From the items below, copy out every line that contains the string "necktie", matching case exactly.

◇ ◇ ◇ ◇

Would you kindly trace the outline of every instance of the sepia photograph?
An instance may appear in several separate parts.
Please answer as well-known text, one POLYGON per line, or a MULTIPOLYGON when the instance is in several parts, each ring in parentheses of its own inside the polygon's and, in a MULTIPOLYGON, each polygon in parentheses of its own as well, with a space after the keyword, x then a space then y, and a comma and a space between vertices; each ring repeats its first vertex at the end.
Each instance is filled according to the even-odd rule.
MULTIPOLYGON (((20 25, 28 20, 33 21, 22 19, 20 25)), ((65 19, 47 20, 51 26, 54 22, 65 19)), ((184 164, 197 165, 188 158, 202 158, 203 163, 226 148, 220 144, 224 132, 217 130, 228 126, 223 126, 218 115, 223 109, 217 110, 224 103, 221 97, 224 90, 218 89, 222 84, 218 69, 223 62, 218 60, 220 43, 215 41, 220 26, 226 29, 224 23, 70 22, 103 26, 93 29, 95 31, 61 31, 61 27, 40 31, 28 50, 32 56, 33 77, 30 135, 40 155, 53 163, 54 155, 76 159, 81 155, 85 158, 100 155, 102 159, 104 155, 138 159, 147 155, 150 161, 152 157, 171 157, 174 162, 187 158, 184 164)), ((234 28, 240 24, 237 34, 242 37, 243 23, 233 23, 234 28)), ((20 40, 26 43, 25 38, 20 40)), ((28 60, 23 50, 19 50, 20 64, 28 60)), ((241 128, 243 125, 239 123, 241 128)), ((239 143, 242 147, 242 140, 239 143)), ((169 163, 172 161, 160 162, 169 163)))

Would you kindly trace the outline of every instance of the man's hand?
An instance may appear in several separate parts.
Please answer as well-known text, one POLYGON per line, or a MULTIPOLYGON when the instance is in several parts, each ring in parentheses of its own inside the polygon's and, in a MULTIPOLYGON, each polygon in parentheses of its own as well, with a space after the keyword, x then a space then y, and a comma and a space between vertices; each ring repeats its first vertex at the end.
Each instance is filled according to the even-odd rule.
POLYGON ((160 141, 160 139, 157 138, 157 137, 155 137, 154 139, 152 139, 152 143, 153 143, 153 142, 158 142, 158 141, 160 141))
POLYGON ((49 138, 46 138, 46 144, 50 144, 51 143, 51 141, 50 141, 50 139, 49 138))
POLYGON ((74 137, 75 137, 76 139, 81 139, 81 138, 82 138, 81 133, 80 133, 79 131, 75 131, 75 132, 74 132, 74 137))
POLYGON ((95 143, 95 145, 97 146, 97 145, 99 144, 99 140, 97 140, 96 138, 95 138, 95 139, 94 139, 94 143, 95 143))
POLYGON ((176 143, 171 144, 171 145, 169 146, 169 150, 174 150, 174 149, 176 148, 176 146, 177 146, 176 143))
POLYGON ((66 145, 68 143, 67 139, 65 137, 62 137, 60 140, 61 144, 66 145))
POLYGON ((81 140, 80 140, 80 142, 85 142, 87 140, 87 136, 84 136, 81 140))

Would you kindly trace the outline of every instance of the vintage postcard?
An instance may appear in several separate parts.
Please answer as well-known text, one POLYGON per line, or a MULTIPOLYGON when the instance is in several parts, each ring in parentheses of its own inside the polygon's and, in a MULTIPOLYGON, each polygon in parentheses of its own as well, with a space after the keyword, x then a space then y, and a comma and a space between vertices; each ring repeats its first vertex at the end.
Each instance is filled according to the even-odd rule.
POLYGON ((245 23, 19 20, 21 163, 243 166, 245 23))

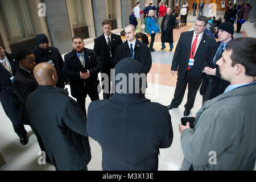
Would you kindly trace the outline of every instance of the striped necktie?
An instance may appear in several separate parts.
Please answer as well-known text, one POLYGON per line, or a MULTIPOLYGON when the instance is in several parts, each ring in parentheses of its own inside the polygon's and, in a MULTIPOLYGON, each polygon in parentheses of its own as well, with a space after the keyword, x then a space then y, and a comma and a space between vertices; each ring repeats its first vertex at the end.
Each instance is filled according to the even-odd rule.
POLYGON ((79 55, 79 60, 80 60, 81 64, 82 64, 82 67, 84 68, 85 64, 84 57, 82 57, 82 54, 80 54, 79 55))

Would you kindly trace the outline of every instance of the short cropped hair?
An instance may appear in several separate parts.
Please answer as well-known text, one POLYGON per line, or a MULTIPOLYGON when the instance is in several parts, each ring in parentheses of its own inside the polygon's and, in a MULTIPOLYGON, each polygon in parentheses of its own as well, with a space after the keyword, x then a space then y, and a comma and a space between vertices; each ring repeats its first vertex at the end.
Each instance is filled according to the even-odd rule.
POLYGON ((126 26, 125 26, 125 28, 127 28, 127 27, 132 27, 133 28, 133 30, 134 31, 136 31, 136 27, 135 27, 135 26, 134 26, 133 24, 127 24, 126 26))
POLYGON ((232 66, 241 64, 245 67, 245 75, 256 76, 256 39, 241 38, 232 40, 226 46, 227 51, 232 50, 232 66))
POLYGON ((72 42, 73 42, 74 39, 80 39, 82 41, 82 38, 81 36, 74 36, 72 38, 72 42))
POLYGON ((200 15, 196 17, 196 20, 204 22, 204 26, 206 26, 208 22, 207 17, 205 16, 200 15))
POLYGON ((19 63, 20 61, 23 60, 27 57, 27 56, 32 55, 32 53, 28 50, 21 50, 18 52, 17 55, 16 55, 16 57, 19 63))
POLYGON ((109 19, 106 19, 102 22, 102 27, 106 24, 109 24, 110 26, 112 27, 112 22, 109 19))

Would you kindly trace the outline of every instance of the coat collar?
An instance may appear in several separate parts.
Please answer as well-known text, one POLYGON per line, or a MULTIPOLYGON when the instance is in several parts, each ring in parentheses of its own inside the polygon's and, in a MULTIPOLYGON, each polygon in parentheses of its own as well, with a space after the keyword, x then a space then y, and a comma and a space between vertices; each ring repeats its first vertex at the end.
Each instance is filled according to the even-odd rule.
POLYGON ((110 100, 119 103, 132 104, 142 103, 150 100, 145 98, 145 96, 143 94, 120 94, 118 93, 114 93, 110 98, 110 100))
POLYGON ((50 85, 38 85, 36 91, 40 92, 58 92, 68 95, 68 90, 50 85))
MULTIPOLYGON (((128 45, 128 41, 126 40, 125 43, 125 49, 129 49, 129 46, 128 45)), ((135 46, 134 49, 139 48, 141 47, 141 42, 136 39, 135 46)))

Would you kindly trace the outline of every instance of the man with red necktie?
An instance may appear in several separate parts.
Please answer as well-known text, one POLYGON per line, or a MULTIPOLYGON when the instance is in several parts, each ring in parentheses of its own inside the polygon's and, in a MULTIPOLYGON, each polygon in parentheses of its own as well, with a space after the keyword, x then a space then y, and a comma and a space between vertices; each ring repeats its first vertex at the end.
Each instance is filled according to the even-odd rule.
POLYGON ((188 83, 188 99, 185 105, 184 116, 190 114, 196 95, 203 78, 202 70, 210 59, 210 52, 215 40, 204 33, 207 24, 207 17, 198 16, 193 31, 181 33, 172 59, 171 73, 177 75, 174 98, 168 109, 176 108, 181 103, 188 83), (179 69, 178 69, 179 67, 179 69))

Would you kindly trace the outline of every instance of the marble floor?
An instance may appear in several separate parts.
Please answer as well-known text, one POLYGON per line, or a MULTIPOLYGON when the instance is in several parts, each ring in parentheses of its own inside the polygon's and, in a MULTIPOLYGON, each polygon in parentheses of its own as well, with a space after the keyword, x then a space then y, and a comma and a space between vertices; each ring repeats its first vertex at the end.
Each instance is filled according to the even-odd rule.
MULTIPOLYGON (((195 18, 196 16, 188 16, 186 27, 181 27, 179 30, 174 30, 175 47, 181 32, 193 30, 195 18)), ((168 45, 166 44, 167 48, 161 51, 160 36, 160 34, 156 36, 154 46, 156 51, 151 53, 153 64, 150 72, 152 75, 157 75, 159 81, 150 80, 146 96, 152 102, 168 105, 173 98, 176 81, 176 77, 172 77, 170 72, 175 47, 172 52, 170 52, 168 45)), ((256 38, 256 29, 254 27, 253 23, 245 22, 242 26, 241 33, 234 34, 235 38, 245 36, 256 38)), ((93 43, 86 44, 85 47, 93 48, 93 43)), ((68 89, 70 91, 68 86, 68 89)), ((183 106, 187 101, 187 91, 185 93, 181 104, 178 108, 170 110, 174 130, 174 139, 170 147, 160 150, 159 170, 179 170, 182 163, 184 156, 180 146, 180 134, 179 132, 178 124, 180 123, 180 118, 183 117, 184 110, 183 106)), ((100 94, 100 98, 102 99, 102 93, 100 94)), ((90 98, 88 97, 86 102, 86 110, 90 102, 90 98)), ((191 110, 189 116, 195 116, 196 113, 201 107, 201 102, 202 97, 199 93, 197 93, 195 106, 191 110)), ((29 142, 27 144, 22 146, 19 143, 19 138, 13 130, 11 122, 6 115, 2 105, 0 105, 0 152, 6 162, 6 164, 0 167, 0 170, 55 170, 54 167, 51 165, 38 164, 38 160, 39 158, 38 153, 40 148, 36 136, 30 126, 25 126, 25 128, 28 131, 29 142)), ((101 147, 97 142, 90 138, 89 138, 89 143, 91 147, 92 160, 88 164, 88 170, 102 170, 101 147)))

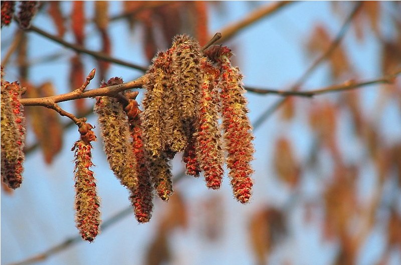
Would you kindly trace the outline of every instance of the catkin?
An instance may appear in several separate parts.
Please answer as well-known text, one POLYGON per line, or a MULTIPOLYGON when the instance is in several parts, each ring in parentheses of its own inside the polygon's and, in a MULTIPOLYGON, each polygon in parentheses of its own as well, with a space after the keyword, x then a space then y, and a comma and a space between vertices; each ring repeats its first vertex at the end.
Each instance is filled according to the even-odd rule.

◇ ◇ ◇ ◇

**Reply:**
Would you kindly trace the outline of every instance of the striped necktie?
Would you kindly trace the outline of every instance of the man with red necktie?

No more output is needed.